**WHAT TO DO:**
Using the records below, filter for lines that contain the string "ceiling" and copy them out.

**PROVIDED MATERIAL:**
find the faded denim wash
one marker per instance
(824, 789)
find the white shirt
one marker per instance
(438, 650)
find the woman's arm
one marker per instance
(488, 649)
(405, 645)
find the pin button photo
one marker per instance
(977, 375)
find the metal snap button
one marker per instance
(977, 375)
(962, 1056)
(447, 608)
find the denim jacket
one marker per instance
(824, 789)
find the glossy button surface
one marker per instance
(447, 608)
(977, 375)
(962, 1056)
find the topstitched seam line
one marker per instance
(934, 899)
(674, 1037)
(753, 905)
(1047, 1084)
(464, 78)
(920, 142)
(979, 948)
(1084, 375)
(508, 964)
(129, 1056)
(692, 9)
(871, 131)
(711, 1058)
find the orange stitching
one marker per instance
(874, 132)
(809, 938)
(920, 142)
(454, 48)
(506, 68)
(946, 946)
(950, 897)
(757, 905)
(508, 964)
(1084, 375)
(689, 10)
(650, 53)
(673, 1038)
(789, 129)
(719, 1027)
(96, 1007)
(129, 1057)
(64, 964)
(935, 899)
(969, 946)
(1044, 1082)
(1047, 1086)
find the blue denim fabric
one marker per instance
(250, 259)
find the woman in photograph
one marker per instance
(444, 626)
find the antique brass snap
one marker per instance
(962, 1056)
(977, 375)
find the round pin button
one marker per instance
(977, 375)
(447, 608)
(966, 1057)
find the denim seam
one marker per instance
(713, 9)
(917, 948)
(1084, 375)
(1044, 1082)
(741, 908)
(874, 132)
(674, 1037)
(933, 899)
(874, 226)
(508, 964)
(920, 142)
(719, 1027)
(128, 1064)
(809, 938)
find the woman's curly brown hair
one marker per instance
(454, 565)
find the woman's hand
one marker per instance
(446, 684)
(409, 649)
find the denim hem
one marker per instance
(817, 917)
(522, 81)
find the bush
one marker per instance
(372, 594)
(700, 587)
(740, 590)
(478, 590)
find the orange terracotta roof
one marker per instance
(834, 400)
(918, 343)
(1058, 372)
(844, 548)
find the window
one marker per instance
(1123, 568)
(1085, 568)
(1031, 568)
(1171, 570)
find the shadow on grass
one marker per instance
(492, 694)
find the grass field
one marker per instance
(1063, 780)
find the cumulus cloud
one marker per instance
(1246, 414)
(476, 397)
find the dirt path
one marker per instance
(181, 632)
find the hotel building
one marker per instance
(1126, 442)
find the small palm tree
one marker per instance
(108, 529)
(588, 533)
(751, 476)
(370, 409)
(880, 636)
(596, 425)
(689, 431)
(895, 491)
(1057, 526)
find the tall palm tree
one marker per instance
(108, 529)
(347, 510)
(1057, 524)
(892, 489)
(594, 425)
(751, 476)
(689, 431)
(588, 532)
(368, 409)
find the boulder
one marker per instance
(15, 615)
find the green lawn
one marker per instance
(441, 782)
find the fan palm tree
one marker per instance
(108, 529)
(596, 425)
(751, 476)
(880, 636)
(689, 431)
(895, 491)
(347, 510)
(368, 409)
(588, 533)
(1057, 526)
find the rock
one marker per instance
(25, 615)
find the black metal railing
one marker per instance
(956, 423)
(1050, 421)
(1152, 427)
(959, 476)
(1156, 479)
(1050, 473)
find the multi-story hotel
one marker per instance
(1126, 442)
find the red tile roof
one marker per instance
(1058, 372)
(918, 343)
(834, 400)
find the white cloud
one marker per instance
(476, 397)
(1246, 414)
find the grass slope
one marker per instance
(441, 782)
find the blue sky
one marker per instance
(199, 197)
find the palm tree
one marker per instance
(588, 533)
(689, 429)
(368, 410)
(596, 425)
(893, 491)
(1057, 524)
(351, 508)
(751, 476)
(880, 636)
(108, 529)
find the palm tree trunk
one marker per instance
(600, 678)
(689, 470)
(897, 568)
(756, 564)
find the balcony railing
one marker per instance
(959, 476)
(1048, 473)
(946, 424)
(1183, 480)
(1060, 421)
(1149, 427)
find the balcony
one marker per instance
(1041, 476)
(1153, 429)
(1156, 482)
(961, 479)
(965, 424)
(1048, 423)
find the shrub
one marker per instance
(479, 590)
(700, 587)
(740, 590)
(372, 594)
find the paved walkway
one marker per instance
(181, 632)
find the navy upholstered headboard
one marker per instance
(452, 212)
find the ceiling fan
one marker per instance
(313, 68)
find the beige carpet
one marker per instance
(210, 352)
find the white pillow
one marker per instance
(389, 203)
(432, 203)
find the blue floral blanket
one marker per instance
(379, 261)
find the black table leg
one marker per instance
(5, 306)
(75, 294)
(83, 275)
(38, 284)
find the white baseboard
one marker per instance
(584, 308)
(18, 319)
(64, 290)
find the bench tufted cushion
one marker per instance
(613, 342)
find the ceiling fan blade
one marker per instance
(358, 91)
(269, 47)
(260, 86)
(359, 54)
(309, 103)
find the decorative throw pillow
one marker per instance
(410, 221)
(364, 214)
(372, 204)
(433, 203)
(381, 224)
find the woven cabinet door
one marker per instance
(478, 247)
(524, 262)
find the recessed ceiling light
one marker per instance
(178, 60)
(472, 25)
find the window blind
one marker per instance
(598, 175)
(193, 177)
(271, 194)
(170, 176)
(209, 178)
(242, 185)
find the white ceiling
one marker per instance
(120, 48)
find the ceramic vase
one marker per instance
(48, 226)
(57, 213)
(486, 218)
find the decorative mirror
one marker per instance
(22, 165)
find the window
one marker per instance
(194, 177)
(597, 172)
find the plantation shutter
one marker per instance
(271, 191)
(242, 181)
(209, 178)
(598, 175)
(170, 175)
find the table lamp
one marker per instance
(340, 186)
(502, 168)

**SOLUTION FOR THIS TASK:**
find the ceiling fan
find the ceiling fan blade
find the recessed ceiling light
find the white ceiling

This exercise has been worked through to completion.